── EXCERPTED RECORDS ──

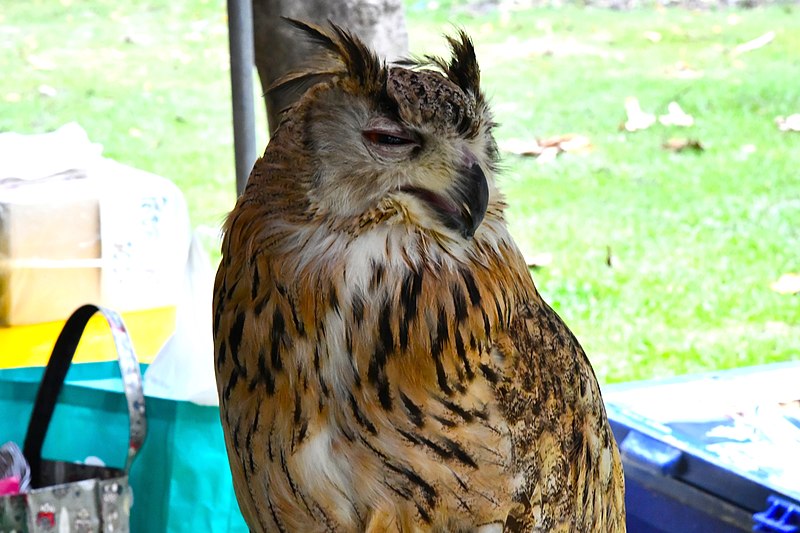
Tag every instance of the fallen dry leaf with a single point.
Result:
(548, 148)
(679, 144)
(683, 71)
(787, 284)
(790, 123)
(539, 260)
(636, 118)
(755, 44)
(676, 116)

───
── EXCERPTED RECORDS ──

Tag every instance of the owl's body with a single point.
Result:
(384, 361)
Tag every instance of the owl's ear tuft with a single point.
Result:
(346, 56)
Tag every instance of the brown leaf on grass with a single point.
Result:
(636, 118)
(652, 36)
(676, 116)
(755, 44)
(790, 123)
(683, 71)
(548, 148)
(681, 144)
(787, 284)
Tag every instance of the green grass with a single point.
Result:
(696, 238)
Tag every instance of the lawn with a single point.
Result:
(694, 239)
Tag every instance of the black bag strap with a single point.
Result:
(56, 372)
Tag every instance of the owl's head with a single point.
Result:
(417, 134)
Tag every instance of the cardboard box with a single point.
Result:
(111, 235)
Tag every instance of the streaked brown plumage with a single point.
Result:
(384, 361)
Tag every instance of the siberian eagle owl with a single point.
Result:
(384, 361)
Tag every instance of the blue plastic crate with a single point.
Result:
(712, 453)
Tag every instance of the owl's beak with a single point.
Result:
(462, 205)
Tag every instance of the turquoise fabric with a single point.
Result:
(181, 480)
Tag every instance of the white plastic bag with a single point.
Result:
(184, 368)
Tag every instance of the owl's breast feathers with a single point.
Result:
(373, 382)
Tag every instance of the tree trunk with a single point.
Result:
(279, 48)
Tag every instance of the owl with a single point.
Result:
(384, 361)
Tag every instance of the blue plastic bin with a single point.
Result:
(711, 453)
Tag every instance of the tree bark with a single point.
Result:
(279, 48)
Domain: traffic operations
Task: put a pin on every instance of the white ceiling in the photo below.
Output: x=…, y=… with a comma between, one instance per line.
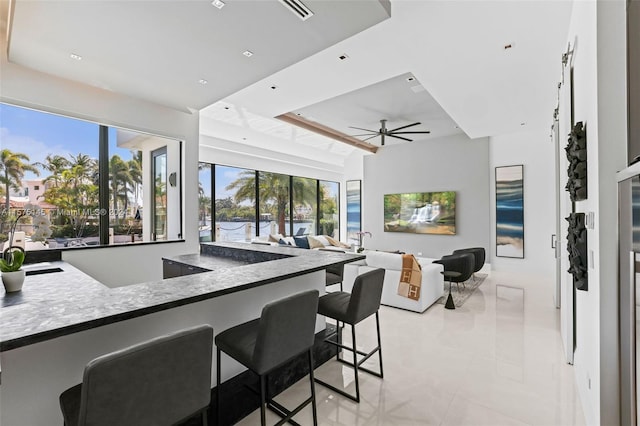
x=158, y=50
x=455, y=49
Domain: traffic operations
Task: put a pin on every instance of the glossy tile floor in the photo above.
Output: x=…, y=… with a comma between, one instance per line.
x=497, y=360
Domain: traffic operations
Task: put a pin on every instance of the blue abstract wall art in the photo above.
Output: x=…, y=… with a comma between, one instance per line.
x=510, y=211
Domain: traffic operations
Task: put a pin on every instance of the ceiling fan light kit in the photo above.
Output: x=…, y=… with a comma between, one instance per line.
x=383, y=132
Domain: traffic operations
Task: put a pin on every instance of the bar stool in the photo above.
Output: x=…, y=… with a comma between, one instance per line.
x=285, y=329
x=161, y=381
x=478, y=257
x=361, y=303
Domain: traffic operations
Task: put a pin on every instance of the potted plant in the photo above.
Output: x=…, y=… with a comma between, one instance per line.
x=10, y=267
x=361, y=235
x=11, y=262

───

INSTRUCTIONS TO FOLLOW> Word for word, retype the lines in the entries above that run from the one with "Tag every instance of the turquoise" through the one with "Task: put a pin on every instance of the blue". Both ends count; pictures do not.

RESPONSE TO THE EXERCISE>
Tag every instance of the turquoise fabric with a single point.
Result:
(181, 480)
Tag every instance of the white plastic bag with a single point.
Result:
(184, 368)
Tag every instance of the owl's breast feathers with a single point.
Result:
(373, 382)
Tag every instance of the tree trunk with a single point.
Result:
(279, 48)
Tag every instance of the owl with a single point.
Result:
(384, 361)
Tag every instance of the blue plastic bin with a single point.
Result:
(711, 453)
Tag every instance of the tree bark with a single point.
Result:
(279, 48)
Domain: traffic operations
Task: put a pin on every instance of the white ceiling in the photo below.
Output: x=…, y=… with a comma between, one instance per line.
x=158, y=50
x=455, y=49
Domain: traffic operations
Task: put a pin on every instance of the glossy tile floor in the photo above.
Output: x=…, y=… with a comma between, one instance per line.
x=497, y=360
Domain: traffic operations
Task: put a pin on every instance of the blue abstract wall art in the photo above.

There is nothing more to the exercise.